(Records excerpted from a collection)
- Opening Delimiter -

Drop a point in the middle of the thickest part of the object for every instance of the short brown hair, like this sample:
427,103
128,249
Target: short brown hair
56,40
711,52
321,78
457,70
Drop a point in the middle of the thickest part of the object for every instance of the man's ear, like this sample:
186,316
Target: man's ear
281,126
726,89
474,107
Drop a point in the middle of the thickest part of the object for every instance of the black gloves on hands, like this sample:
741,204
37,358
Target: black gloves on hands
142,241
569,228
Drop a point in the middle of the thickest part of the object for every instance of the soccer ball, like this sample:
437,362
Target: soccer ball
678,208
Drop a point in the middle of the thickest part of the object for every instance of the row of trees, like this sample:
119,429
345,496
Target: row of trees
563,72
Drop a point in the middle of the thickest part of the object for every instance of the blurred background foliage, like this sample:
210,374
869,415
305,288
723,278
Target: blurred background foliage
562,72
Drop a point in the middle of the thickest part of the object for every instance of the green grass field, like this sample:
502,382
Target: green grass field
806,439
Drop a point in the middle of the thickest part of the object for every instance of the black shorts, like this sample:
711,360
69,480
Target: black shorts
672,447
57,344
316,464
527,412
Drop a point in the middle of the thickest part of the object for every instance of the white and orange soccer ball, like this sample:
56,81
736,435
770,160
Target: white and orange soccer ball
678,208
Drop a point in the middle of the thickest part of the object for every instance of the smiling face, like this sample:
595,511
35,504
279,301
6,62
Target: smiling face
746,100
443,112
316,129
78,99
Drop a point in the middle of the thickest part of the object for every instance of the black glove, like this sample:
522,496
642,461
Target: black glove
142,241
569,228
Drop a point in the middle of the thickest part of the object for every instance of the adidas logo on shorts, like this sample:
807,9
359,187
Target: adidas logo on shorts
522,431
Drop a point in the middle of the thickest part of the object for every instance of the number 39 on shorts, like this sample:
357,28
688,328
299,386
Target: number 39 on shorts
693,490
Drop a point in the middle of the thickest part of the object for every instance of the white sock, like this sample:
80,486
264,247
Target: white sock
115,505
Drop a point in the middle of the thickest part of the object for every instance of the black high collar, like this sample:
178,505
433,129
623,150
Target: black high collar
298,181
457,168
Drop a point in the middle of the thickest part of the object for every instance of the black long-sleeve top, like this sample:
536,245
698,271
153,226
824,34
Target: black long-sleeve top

- Closing Delimiter -

**REQUIREMENT:** The required answer is each line of the data in which the word "sleeve" appears.

**COMPLETED EXERCISE:**
Drop a point in the middle of the thickest part of the object for every instance of the black long-sleeve top, like this sample:
Target: black long-sleeve top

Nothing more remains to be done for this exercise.